* **Given request**:
Rename "helicopter engine housing" to "aircraft engine cowling" throughout the entries below, and reproduce every line otherwise unchanged.

* **Record extracts**:
────────────────────

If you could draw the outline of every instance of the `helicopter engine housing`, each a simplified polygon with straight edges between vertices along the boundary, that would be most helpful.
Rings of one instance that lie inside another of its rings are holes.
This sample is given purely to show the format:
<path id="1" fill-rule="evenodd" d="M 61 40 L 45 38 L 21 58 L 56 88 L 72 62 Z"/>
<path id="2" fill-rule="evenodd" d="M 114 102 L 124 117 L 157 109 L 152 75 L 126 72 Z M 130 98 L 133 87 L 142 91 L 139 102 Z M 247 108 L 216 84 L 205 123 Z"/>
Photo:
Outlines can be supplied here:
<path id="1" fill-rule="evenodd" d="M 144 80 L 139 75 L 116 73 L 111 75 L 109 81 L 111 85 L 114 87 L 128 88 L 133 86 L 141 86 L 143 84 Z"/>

────────────────────

* **Solved problem**:
If you could draw the outline of every instance of the `aircraft engine cowling`, each a simplified polygon with straight edges between vertices along the boundary, that would be most helpful.
Rings of one instance that lie inside another of its rings are holes.
This sample is given purely to show the format:
<path id="1" fill-rule="evenodd" d="M 61 40 L 45 38 L 21 58 L 56 88 L 72 62 Z"/>
<path id="2" fill-rule="evenodd" d="M 114 102 L 124 117 L 157 109 L 152 75 L 126 72 Z M 130 98 L 133 87 L 142 91 L 139 102 Z M 247 108 L 216 84 L 205 123 Z"/>
Photo:
Outlines can be supplied here:
<path id="1" fill-rule="evenodd" d="M 144 80 L 139 75 L 116 73 L 111 75 L 109 81 L 111 85 L 114 87 L 128 88 L 133 86 L 141 86 L 143 84 Z"/>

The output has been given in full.